◆ Task instructions ◆
Using the entries that follow, please report how many lines contain the word "rocky", with no other words.
Start of Exercise materials
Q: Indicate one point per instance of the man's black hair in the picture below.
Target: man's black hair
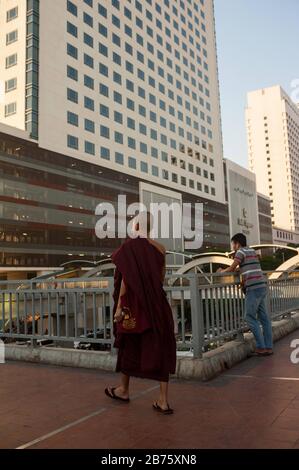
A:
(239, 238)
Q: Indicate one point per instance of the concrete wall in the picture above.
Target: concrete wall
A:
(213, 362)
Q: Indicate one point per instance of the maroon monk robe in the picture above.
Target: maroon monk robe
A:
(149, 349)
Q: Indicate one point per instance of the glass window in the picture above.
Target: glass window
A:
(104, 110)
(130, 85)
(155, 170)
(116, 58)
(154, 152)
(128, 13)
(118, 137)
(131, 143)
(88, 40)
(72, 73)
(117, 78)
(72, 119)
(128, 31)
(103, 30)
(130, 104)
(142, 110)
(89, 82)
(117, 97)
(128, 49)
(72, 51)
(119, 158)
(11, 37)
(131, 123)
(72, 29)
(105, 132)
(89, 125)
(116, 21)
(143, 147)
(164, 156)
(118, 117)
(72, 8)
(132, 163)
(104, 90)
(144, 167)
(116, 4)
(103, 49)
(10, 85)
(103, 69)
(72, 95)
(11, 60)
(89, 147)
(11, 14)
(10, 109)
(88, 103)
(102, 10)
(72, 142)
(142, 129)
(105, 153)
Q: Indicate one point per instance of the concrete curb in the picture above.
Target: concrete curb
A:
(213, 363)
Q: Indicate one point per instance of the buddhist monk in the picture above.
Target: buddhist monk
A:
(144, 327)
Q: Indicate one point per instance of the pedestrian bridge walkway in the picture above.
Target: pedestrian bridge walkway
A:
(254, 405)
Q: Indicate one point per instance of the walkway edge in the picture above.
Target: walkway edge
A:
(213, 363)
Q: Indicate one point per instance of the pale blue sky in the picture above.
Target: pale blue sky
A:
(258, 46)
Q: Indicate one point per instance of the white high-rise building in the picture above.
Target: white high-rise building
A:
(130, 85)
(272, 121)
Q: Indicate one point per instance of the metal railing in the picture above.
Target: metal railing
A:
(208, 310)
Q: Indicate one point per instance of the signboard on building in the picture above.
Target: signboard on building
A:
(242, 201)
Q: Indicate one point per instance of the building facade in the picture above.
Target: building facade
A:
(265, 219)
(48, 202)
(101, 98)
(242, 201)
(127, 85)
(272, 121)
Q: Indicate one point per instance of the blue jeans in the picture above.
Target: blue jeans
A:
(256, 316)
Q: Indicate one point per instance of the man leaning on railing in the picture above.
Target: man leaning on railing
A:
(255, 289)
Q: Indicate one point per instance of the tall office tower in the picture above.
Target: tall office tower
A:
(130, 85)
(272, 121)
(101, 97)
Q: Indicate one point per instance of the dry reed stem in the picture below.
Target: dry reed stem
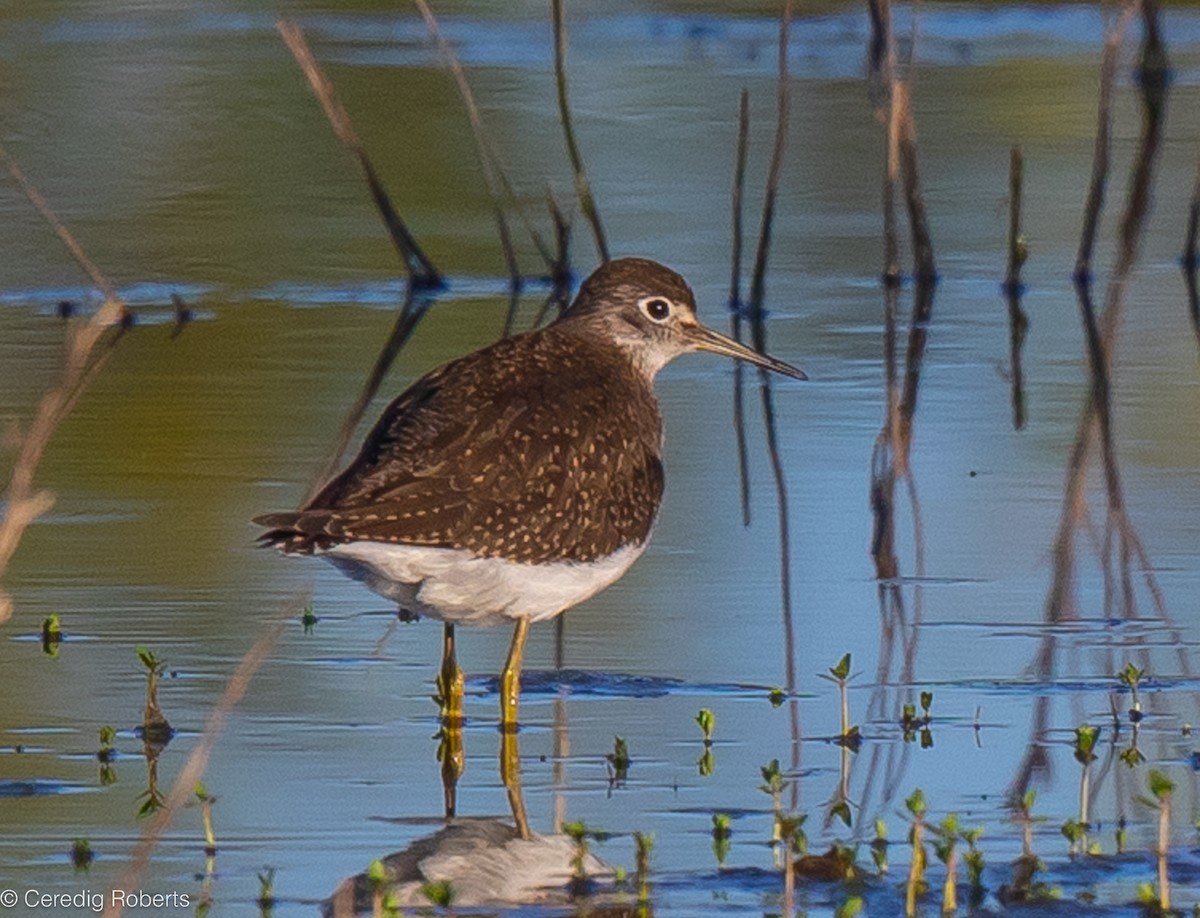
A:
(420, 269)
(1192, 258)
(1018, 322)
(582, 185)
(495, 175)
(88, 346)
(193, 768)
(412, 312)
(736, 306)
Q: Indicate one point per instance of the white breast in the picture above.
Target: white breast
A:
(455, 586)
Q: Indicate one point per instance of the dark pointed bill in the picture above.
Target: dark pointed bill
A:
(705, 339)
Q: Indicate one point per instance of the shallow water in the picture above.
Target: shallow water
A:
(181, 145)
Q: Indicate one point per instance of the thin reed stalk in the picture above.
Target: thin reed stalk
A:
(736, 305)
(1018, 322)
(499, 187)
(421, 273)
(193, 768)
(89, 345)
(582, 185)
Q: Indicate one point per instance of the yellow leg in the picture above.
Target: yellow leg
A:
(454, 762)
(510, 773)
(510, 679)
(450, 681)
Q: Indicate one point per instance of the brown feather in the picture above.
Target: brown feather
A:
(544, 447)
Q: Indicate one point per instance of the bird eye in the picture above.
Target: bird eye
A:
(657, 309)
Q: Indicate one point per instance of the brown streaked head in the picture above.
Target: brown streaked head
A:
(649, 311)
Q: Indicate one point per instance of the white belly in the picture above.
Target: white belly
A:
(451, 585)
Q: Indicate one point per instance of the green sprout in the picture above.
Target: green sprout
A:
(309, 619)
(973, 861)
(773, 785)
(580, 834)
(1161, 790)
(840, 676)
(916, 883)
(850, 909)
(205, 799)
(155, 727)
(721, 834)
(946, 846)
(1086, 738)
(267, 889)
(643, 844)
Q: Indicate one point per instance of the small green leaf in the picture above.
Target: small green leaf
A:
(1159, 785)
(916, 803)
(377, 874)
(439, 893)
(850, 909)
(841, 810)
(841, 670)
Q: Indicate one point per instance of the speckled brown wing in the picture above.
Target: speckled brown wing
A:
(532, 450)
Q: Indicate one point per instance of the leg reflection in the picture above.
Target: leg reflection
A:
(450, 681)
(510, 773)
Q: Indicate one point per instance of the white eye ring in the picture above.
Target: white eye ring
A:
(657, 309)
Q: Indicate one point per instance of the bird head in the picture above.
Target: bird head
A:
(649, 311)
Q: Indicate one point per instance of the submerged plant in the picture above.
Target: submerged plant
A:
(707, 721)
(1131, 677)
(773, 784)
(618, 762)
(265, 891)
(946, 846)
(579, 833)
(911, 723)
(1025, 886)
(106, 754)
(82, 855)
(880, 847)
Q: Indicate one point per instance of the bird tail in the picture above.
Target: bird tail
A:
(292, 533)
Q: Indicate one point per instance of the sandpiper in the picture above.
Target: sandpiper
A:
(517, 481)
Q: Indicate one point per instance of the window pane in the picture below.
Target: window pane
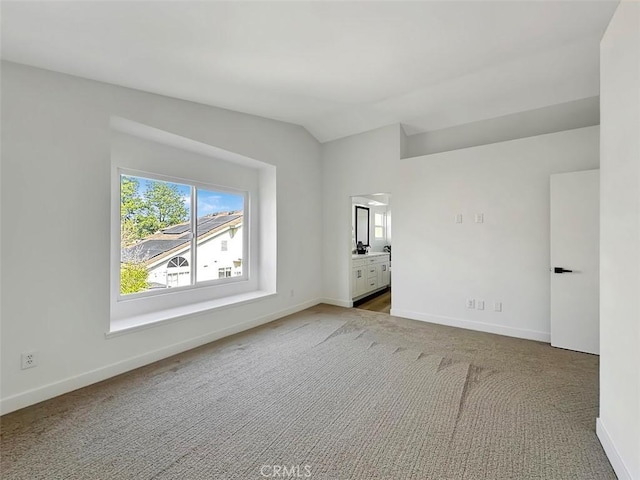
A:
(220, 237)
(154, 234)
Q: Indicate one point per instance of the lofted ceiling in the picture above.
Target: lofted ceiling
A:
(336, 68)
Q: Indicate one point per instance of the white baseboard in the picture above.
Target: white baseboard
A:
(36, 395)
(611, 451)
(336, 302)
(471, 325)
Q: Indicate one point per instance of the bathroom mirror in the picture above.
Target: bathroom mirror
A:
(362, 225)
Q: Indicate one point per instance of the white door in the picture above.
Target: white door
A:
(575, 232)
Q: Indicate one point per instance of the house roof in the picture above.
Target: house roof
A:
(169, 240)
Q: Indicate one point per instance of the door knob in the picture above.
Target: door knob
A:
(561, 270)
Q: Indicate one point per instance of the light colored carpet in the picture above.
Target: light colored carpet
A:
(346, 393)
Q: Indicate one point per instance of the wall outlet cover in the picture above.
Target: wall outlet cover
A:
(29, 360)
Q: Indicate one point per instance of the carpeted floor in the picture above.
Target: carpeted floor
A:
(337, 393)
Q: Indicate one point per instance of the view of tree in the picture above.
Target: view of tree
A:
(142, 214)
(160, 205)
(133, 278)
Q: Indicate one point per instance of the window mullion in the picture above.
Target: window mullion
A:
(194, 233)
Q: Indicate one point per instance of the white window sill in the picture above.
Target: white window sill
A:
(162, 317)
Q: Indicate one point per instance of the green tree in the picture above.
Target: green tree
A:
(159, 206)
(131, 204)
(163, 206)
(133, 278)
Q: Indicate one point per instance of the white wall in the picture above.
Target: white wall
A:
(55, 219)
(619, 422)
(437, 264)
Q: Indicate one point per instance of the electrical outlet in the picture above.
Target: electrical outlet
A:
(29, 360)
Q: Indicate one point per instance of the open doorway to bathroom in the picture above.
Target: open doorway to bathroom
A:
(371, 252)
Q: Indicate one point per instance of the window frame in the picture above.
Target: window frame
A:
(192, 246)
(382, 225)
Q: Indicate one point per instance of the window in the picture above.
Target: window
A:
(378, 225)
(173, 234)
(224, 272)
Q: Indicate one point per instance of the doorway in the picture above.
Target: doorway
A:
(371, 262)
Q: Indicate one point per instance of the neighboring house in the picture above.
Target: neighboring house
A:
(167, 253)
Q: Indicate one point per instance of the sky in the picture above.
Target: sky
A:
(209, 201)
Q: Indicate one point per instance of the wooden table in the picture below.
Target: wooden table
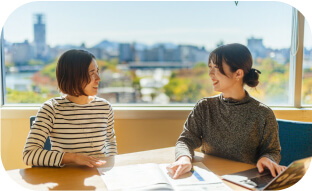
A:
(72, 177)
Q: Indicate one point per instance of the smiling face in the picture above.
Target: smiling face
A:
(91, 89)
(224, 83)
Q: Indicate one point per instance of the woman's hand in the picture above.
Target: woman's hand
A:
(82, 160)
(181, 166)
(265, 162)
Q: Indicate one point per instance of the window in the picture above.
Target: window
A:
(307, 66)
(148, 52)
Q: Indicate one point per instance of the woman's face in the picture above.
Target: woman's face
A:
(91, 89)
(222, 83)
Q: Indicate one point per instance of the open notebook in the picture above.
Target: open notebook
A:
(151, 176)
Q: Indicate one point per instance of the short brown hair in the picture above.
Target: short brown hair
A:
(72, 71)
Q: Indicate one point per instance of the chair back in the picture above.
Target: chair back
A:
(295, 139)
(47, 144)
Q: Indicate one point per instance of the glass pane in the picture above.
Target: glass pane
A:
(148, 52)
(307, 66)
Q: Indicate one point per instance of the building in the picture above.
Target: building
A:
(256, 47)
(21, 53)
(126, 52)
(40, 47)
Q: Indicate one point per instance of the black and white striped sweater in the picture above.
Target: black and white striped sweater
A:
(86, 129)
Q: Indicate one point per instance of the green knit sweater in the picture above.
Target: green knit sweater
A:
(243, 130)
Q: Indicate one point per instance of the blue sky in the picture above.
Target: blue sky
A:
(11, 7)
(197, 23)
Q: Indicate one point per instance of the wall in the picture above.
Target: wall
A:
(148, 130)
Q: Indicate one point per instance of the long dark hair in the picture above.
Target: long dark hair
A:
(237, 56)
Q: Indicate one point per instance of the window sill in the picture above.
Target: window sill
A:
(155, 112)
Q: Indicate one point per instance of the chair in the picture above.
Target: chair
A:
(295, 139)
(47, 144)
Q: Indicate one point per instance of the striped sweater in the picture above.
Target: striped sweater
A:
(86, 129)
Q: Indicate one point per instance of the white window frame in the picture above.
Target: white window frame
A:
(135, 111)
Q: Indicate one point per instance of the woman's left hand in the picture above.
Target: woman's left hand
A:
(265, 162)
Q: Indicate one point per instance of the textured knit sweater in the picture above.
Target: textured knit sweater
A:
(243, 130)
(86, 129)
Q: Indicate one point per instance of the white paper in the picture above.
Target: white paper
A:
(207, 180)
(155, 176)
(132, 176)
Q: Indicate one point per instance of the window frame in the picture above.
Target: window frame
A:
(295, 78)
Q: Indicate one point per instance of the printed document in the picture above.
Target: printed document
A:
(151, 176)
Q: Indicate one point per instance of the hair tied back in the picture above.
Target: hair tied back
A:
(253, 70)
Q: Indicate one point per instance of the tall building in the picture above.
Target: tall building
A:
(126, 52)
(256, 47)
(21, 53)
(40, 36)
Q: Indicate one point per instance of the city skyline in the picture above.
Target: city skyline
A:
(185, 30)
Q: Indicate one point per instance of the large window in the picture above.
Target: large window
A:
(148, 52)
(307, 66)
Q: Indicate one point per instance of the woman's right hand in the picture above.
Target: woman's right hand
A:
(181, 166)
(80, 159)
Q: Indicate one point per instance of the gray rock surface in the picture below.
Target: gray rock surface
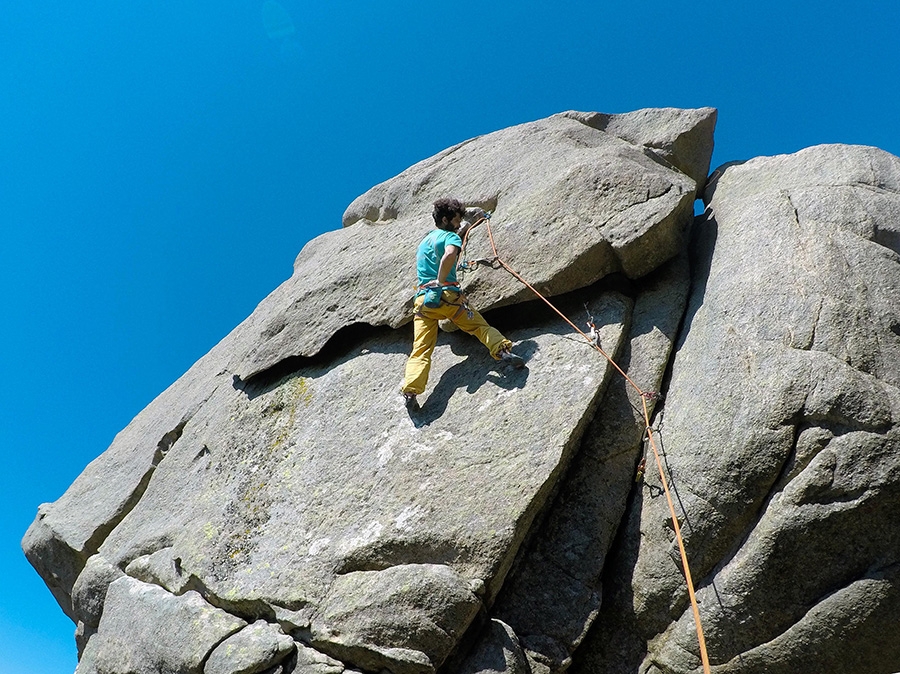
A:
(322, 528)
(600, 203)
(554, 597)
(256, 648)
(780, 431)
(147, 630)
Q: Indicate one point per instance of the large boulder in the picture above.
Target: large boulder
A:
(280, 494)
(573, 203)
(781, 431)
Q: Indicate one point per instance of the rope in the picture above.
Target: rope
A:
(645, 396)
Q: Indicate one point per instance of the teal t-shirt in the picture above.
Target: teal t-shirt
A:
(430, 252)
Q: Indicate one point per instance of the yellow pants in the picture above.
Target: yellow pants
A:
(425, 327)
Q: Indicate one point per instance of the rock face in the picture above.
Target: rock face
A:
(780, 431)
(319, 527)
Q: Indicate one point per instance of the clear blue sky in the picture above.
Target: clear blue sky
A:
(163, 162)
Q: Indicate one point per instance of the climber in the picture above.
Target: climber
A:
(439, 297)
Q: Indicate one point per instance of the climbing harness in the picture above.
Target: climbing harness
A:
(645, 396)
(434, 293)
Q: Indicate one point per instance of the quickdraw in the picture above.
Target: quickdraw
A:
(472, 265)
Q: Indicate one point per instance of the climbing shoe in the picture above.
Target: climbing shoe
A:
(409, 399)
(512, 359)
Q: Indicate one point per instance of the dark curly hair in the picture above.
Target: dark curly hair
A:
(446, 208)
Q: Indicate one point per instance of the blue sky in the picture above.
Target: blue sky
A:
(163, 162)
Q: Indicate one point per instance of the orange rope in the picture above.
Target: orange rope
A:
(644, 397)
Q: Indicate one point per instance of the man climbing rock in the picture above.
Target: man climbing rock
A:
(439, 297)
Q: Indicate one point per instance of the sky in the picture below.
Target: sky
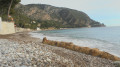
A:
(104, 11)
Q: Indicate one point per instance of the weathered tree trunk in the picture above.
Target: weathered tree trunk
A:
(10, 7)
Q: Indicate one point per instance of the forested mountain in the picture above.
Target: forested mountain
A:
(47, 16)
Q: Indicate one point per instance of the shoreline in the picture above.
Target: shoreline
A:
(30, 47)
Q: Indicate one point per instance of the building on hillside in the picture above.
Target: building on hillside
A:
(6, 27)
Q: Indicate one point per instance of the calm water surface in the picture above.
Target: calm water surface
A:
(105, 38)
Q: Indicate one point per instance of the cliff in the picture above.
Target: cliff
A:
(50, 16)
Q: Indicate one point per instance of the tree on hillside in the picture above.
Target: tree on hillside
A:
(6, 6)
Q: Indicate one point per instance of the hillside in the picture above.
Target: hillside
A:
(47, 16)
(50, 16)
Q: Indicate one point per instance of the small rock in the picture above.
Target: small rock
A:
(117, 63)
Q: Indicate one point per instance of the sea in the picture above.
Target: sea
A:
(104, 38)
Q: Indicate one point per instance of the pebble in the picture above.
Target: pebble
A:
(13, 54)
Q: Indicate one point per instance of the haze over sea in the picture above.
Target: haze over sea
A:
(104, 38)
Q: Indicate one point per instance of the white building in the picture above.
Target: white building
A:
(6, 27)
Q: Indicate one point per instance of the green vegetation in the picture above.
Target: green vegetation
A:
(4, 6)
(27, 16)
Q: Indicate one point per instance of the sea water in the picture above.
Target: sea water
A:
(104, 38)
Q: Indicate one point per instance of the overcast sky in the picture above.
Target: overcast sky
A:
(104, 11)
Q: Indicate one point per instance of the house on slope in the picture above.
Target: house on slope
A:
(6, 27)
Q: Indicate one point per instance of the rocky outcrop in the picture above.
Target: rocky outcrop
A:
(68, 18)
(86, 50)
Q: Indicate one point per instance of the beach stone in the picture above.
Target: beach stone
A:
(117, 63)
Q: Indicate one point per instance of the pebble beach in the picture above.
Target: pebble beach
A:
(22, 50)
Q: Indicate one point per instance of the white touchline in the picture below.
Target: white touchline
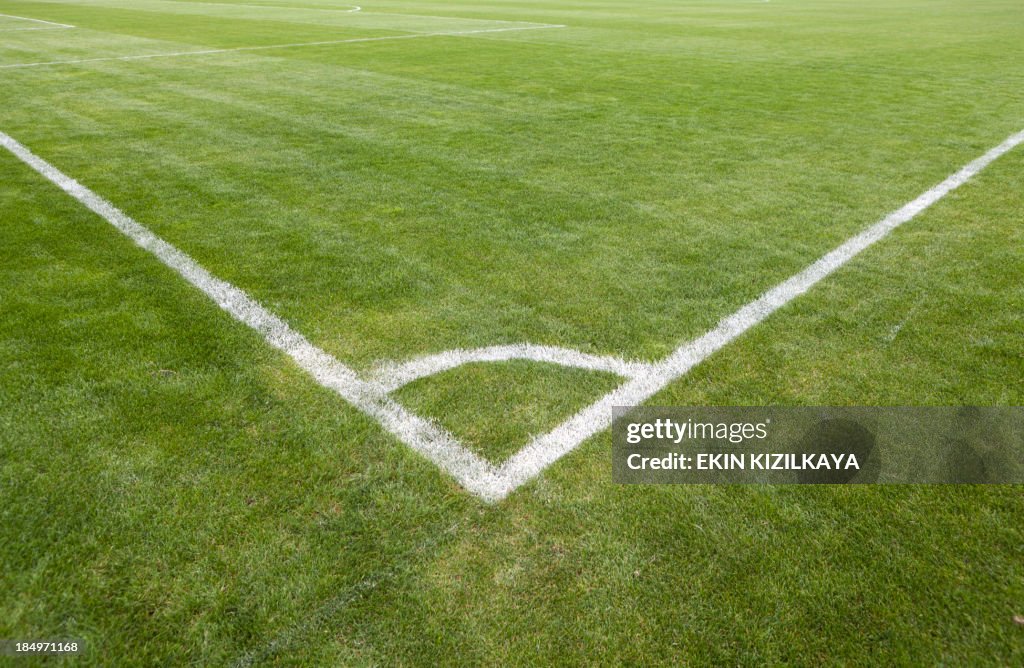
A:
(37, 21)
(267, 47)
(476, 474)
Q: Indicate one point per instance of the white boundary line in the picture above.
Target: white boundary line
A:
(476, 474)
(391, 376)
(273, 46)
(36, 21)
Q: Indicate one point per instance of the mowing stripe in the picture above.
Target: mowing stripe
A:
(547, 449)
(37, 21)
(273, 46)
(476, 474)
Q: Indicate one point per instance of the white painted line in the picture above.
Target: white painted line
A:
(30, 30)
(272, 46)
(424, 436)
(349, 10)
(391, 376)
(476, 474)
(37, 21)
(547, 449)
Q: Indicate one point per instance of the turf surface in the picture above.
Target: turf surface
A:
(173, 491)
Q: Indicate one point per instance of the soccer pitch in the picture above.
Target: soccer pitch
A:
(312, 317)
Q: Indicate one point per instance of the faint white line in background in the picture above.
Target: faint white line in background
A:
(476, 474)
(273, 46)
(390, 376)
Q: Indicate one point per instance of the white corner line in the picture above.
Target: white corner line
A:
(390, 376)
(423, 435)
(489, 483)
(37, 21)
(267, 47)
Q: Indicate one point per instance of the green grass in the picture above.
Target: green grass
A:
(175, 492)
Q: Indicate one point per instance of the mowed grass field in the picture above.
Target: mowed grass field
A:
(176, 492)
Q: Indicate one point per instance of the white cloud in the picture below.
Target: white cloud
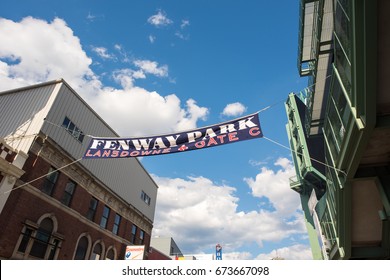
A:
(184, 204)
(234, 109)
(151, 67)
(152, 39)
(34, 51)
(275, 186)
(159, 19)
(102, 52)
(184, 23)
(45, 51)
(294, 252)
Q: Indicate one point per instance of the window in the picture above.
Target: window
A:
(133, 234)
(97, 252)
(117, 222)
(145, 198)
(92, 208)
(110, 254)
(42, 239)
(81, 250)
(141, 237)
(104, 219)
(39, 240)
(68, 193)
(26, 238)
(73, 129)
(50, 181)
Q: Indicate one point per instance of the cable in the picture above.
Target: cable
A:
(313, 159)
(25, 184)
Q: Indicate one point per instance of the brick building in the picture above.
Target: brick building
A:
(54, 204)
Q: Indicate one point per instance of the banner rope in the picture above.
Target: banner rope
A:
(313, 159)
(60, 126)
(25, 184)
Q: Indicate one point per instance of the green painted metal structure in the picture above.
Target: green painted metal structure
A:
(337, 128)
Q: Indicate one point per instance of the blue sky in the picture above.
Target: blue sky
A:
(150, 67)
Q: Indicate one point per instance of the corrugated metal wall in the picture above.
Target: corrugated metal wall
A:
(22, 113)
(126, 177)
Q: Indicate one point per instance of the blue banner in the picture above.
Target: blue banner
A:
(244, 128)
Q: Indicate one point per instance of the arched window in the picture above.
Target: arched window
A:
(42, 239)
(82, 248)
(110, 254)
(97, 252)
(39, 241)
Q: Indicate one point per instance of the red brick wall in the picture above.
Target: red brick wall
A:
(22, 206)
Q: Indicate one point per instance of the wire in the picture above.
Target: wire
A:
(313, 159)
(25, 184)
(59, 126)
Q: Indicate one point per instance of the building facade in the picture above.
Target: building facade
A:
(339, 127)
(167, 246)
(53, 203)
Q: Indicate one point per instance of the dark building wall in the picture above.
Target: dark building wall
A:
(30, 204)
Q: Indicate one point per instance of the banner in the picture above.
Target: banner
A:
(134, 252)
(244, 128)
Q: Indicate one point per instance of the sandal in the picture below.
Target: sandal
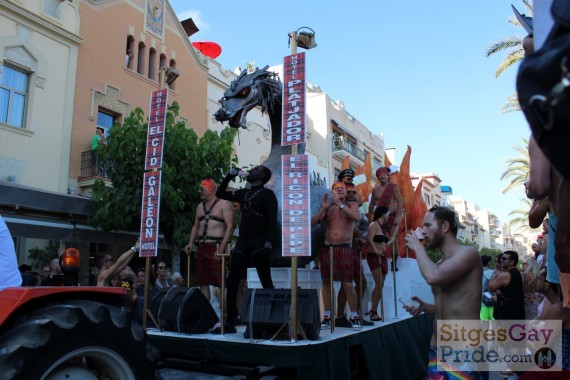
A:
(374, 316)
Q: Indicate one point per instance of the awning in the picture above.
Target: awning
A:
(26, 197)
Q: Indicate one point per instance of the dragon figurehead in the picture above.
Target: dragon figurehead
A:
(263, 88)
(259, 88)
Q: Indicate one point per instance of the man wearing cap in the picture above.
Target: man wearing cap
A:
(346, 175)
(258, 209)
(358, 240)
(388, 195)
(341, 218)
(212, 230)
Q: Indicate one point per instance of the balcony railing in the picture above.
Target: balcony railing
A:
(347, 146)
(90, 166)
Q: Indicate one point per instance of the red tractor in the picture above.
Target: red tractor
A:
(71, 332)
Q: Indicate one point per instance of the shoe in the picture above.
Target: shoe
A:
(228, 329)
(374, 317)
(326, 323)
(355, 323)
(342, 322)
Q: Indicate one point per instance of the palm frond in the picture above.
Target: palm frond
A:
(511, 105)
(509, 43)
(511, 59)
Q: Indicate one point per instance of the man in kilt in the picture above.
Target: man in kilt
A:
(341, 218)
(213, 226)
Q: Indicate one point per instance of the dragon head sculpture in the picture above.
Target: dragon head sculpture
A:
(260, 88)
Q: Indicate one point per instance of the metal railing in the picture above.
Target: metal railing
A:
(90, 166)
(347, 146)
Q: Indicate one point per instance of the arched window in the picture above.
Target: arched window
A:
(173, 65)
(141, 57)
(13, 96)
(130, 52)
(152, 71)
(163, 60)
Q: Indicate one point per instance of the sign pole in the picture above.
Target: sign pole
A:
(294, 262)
End of Exercise materials
◆ Task result ◆
2